▸ **DESCRIPTION OF THE TASK**: Reproduce every one of the rows below line for line, without changing a single character.

▸ **PROVIDED RECORDS**:
··········

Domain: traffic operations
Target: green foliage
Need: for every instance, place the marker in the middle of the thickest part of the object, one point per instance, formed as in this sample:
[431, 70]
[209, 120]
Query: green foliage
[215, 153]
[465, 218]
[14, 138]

··········

▸ **FINISHED ANSWER**:
Domain: traffic operations
Target: green foliage
Need: for every instance, place the marker in the middle of the thickest part of the object, one point per instance, formed as in this sample:
[431, 70]
[209, 120]
Query: green foliage
[215, 153]
[465, 218]
[14, 138]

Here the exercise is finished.